_Written instruction A:_ Transcribe part of the passage on secularism and the Muzaffarnagar riots below. Start at the words "This has now" and end after the words "forcibly shut down.".

★ ★ ★ ★

With democracy functioning as a mathematical game for power rather than a quest for the largest common good, secularism initially showed itself as hostile to Hindu civilisation as the nation’s foundational ethos and denigrated everything Hindu in public life. It enabled the Congress (and later, its copycat parties) to consolidate Muslims into a core votebank, add a few chosen castes on national or regional basis, and form the government. But secularism is barren; it affirms no human or cultural values. As a child of western colonialism, it was only a matter of time before it showed antagonism or indifference to Muslims.
This has now manifested at Muzaffarnagar. Riots broke out more than four months ago, over an eve-teasing incident that should have been resolved at village level itself, and certainly by the district administration later. What has happened thereafter is unprecedented. Muslims who went into relief camps in late August-early September 2013 (locals said the administration incited persons in unaffected villages to fill the camps in order to project Hindus and the Bharatiya Janata Party in bad light), found themselves stuck there as winter arrived. When they said they feared to return to their villages, the administration turned cold to their plight; when the deaths of children began to make news, some camps were forcibly shut down.

★ ★ ★ ★

_Written instruction B:_ Extract every line of the records that contains the string "deepest".

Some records
★ ★ ★ ★

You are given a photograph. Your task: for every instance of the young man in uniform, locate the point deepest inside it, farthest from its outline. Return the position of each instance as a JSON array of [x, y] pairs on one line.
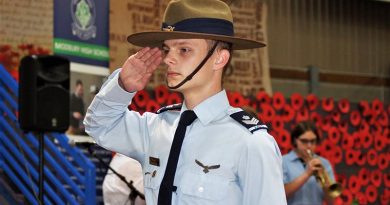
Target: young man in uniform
[[203, 151]]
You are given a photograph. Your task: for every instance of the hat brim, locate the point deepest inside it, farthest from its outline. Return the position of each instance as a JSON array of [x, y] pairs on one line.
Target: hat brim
[[156, 39]]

★ ★ ★ ★

_Full output A:_
This has now manifested at Muzaffarnagar. Riots broke out more than four months ago, over an eve-teasing incident that should have been resolved at village level itself, and certainly by the district administration later. What has happened thereafter is unprecedented. Muslims who went into relief camps in late August-early September 2013 (locals said the administration incited persons in unaffected villages to fill the camps in order to project Hindus and the Bharatiya Janata Party in bad light), found themselves stuck there as winter arrived. When they said they feared to return to their villages, the administration turned cold to their plight; when the deaths of children began to make news, some camps were forcibly shut down.

_Full output B:_
You are given a photograph. Your task: for every instance of the young man in uniform, locate the point deepest inside it, farthest from its outline. Return the position of each instance as a JSON array of [x, y] pairs on one line.
You are given a photograph. Your task: for every instance of the hat brim, locate the point deepest inside it, farthest from its outline. Return the position of each instance as a JSON array of [x, y] pairs on one line.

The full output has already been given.